[Start]
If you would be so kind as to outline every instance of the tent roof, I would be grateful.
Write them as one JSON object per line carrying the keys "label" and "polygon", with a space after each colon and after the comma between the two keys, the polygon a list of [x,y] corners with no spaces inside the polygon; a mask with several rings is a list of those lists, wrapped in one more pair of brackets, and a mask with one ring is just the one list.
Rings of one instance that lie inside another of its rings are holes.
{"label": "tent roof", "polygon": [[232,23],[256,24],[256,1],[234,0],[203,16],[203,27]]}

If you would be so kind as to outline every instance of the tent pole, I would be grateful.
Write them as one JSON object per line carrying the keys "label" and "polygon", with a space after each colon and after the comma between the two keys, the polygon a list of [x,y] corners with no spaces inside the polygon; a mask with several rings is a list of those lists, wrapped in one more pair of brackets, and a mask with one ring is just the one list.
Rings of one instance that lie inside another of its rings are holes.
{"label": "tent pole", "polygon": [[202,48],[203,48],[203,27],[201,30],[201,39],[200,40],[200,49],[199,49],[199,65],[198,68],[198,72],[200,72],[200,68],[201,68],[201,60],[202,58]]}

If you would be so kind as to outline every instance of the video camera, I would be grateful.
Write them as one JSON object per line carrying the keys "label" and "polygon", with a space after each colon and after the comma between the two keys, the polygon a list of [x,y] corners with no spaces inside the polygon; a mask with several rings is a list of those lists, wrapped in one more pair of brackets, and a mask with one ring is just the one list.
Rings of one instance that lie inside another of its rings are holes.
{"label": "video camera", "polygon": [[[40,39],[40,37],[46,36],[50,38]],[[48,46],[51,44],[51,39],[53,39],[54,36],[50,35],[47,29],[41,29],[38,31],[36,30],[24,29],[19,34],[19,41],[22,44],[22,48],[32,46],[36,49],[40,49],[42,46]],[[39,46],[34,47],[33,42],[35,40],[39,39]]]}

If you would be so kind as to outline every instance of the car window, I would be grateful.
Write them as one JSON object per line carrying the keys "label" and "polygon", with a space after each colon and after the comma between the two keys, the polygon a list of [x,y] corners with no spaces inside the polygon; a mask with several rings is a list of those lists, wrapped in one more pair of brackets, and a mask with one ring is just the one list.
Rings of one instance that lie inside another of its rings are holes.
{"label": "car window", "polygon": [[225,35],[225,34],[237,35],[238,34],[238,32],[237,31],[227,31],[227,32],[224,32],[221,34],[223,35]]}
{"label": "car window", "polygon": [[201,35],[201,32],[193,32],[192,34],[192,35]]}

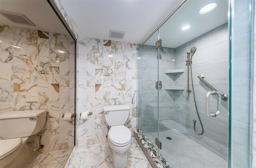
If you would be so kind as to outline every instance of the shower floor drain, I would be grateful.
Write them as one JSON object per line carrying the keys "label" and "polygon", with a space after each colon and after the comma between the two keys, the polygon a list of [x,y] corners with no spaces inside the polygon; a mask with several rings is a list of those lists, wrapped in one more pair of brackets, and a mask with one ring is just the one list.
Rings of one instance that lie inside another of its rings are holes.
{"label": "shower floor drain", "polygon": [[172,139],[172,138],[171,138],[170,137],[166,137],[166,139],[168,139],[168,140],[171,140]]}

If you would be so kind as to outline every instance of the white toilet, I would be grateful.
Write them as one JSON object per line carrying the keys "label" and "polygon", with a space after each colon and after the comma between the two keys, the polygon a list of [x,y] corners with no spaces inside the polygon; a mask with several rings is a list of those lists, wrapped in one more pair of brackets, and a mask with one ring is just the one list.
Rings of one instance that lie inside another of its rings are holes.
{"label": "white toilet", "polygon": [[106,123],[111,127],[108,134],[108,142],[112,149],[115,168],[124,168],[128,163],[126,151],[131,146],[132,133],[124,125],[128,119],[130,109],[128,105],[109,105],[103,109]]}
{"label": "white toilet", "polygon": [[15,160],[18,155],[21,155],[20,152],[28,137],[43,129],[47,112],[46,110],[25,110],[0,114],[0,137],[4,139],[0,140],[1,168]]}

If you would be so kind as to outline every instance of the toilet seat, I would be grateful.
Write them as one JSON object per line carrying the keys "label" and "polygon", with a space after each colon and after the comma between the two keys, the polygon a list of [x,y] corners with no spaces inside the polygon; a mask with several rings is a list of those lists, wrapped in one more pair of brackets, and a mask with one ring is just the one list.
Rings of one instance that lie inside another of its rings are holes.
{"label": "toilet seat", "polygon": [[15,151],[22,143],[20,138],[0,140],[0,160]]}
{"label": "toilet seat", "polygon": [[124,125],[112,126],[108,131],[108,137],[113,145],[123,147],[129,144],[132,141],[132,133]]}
[End]
• **Required work**: Transcribe the records verbatim and omit the images.

• **Final result**:
If you would be so kind as to outline every instance of the tent roof, I would be grateful.
Write them as one JSON object per line carrying the keys "label" and "polygon", with a space after each colon and after the comma between the two keys, the polygon a list of [x,y] corners with no spaces inside the polygon; a mask with several rings is a list of those lists, wrapped in one more pair of brackets, and a mask with one ring is just the one list.
Rings of one instance that lie inside another of its rings are holes.
{"label": "tent roof", "polygon": [[232,23],[256,24],[256,1],[234,0],[203,16],[203,27]]}

If you would be so kind as to outline every instance of the tent pole, I would be grateful.
Write them as one JSON object per line carrying the keys "label" and "polygon", with a space after each colon and after the comma between the two keys, the polygon a list of [x,y] corners with no spaces inside the polygon; a mask with several rings is a list of those lists, wrapped in one more pair of brackets, and a mask with one ring is just the one list.
Rings of one instance that lie inside another of its rings are holes.
{"label": "tent pole", "polygon": [[202,48],[203,48],[203,27],[201,30],[201,39],[200,40],[200,49],[199,49],[199,65],[198,68],[198,72],[200,72],[200,68],[201,68],[201,60],[202,58]]}

If you would be so kind as to outline every instance of the video camera, I would be grateful.
Write them as one JSON object per line carrying the keys "label" and "polygon", with a space after each colon and after the comma between the two keys, the polygon a list of [x,y] corners with no spaces inside the polygon; a mask with several rings is a list of those lists, wrapped in one more pair of brackets, and a mask with one ring is just the one list.
Rings of one instance that lie inside another of its rings are holes.
{"label": "video camera", "polygon": [[[40,39],[40,37],[46,36],[50,38]],[[48,46],[51,44],[51,39],[53,39],[54,36],[50,35],[47,29],[41,29],[38,31],[36,30],[24,29],[19,34],[19,41],[22,44],[22,48],[32,46],[36,49],[40,49],[42,46]],[[39,46],[34,47],[33,42],[35,40],[39,39]]]}

If you would be so kind as to outline every instance of the car window, I would be grateful.
Write them as one JSON object per line carrying the keys "label" and "polygon", with a space after each colon and after the comma between the two keys, the polygon a list of [x,y] corners with no spaces inside the polygon; a mask with several rings is a list of those lists, wrapped in one more pair of brackets, and a mask with one ring is just the one list.
Rings of one instance that lie inside another of its rings are holes.
{"label": "car window", "polygon": [[225,35],[225,34],[237,35],[238,34],[238,32],[237,31],[227,31],[227,32],[224,32],[221,34],[223,35]]}
{"label": "car window", "polygon": [[201,35],[201,32],[193,32],[192,34],[192,35]]}

If you would be so kind as to outline every instance of the shower floor drain, I would be grateful.
Write them as one JSON object per line carrying the keys "label" and "polygon", with a space after each colon and after the comma between the two keys, the polygon a list of [x,y] corners with no spaces inside the polygon; a mask with several rings is a list of those lists, wrapped in one more pair of brackets, and a mask with one ring is just the one list.
Rings of one instance that lie inside another of its rings are holes.
{"label": "shower floor drain", "polygon": [[172,139],[172,138],[171,138],[170,137],[166,137],[166,139],[168,139],[168,140],[171,140]]}

If you would be so kind as to outline every instance of the white toilet, I would be grateful.
Write them as one JSON object per line carrying the keys "label" and "polygon", with a space after each colon and after the comma between the two keys, the polygon a list of [x,y] corners with no spaces inside the polygon; a mask with several rings is a list of those lists, wrapped in one more pair of brackets, and a mask with one ring is just the one list.
Rings of one instance that lie inside another of its rings are holes.
{"label": "white toilet", "polygon": [[106,123],[111,127],[108,134],[108,142],[112,149],[115,168],[124,168],[128,163],[126,151],[131,146],[132,133],[124,125],[128,119],[130,109],[128,105],[109,105],[103,109]]}
{"label": "white toilet", "polygon": [[15,160],[18,155],[21,155],[20,152],[28,137],[43,129],[47,112],[46,110],[25,110],[0,114],[0,137],[4,139],[0,140],[1,168]]}

If you would be so kind as to outline every instance of the toilet seat, I would be grateful.
Write them as one JSON object per line carrying the keys "label" and "polygon", with a space after each colon and after the comma between the two keys, the polygon a list of [x,y] corners with no spaces inside the polygon; a mask with several rings is a list of those lists, wrapped in one more pair of brackets, and a mask with one ring is just the one list.
Rings of one instance that lie inside another of its rings are holes.
{"label": "toilet seat", "polygon": [[15,151],[22,143],[20,138],[0,140],[0,160]]}
{"label": "toilet seat", "polygon": [[124,125],[112,126],[108,131],[108,137],[113,145],[123,147],[129,144],[132,141],[132,133]]}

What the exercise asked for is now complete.